Pasaje citado.
Este libro tiene una serie de virtudes potentes. Es conciso, equilibrado, sumamente entretenido y, a diferencia de otras críticas académicas de PISA, los autores saben de lo que están hablando. Tampoco recelan a la hora de plantear varias propuestas políticas claras.
La esencia de la crítica de los autores es que los países que ven un adelanto en PISA en tanto que objetivo sistémico en sí mismo participan en una competición tóxica. Irónicamente, estos países tampoco sacan el mayor partido a los datos y las conclusiones políticas de PISA.
Así que, según Sellar et al, ¿cuál debería ser el enfoque correcto para PISA? En primer lugar dejan claro que su libro no es anti-PISA. Pero, no obstante, creen que los ministros utilizan a menudo PISA como una libreta de calificaciones de gran importancia que da lugar a celebraciones o a reproches injustificados. Trata de apartar a los responsables políticos de este enfoque. Sin llegar a resumir el libro, hay algunas ideas que cabe destacar.
Por ejemplo, según los autores, PISA no puede ser una evaluación comparativa de las escuelas, puesto que el Programa evalúa a alumnos de 15 años y a estudiantes de países donde la educación dura más años que en otros. PISA es una evaluación relacionada con la edad.

Tu objetivo.
¿Concuerdan con el pasaje citado las afirmaciones siguientes? Responde sí o no a cada una y cita textualmente las palabras que lo deciden.
1. Los autores del libro se declaran contrarios a PISA.
2. Los autores plantean propuestas políticas claras.
3. Según los autores, PISA es una evaluación relacionada con la edad.
Los registros que vienen a continuación son un material aparte del pasaje.

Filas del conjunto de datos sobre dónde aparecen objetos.
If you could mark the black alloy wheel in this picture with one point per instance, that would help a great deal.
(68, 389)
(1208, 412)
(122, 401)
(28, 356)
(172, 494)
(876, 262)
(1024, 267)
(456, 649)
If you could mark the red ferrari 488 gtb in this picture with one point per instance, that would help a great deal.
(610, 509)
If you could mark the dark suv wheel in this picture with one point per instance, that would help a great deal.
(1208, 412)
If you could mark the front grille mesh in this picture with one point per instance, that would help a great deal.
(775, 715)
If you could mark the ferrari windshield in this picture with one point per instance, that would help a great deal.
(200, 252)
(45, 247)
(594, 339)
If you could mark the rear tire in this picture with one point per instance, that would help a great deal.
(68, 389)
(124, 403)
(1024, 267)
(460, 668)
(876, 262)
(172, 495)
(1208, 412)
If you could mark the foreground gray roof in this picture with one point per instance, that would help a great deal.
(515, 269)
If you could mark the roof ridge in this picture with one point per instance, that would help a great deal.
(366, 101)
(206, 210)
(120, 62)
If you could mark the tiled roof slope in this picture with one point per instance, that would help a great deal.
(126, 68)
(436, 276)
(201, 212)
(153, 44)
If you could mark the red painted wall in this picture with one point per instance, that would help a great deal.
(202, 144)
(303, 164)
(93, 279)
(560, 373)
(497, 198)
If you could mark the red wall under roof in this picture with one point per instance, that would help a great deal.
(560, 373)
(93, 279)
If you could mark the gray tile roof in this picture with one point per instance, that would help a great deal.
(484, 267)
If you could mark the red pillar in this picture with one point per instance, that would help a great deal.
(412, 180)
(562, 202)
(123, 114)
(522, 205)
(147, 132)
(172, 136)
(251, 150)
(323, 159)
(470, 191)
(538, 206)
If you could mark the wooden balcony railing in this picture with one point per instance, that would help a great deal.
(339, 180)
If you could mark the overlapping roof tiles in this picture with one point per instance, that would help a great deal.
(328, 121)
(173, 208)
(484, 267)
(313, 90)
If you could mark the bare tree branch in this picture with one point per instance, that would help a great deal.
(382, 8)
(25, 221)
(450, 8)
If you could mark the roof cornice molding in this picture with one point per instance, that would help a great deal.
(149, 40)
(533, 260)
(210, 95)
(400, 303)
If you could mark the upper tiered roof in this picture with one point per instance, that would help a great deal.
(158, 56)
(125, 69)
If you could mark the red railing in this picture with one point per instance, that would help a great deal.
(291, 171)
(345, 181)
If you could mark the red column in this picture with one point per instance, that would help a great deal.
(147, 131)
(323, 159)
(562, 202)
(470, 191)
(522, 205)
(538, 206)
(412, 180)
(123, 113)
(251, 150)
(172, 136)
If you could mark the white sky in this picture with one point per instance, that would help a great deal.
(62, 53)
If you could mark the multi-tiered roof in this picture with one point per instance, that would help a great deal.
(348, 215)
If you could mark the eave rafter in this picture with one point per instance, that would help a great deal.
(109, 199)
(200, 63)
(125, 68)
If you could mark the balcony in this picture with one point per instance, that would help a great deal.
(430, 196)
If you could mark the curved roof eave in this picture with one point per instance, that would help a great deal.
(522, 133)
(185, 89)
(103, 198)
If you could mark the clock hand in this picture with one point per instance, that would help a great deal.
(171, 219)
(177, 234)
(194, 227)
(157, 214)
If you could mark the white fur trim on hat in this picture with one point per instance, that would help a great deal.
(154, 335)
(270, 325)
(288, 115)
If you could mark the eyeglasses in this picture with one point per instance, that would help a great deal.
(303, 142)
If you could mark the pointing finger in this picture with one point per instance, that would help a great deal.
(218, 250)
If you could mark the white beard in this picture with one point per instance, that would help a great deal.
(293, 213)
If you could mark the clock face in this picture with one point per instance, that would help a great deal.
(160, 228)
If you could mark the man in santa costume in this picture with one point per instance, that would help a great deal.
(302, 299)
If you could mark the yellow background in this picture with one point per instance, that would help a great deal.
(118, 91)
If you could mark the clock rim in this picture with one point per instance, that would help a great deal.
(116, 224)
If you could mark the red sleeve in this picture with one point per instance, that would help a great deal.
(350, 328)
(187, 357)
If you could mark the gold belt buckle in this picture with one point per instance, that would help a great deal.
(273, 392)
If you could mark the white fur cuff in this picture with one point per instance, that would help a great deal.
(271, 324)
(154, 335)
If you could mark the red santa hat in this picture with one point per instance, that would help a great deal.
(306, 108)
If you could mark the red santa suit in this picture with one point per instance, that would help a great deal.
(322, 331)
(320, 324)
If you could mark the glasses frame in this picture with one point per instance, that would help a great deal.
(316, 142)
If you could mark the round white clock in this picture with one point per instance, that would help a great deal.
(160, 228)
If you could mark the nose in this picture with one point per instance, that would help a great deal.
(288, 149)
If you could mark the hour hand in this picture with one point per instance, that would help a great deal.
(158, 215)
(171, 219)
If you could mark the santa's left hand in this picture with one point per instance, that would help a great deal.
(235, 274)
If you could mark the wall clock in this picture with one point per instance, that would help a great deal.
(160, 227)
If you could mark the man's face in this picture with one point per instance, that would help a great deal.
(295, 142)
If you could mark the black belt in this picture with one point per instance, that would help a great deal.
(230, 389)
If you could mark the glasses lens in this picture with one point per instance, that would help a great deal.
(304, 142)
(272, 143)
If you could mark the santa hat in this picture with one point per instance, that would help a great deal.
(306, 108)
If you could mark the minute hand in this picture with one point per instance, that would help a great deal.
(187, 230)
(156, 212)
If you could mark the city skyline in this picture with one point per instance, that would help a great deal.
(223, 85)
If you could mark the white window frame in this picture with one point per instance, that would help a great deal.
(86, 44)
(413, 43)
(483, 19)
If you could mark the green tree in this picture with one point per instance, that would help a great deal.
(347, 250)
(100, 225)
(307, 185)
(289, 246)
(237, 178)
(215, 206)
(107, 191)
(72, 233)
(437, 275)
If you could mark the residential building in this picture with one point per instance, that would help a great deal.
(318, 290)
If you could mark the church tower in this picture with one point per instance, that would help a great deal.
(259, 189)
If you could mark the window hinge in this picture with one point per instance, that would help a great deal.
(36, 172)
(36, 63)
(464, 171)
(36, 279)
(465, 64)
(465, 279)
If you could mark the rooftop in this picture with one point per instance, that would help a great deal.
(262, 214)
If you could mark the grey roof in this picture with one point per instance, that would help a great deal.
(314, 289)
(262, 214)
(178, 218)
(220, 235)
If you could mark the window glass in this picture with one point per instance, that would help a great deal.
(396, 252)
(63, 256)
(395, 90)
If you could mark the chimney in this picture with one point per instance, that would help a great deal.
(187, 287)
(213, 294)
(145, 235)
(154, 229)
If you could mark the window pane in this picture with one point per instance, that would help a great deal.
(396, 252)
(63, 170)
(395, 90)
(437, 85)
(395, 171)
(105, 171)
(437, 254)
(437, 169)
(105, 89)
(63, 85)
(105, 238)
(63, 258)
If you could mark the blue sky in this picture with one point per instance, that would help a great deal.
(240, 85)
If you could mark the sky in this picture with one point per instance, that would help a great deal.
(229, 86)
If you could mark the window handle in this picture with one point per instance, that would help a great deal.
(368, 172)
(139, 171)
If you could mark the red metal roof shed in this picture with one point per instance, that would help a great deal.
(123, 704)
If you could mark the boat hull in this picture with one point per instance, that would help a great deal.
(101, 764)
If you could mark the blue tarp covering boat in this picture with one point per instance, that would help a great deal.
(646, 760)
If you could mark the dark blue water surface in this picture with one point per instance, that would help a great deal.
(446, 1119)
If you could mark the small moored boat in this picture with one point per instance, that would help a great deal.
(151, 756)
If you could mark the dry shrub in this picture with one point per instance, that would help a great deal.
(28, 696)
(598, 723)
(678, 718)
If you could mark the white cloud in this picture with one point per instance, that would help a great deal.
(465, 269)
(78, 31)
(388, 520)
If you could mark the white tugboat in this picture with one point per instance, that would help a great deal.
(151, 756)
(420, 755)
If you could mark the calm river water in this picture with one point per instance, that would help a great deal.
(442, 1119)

Resultado.
1. No: «En primer lugar dejan claro que su libro no es anti-PISA.»
2. Sí: «Tampoco recelan a la hora de plantear varias propuestas políticas claras.»
3. Sí: «PISA es una evaluación relacionada con la edad.»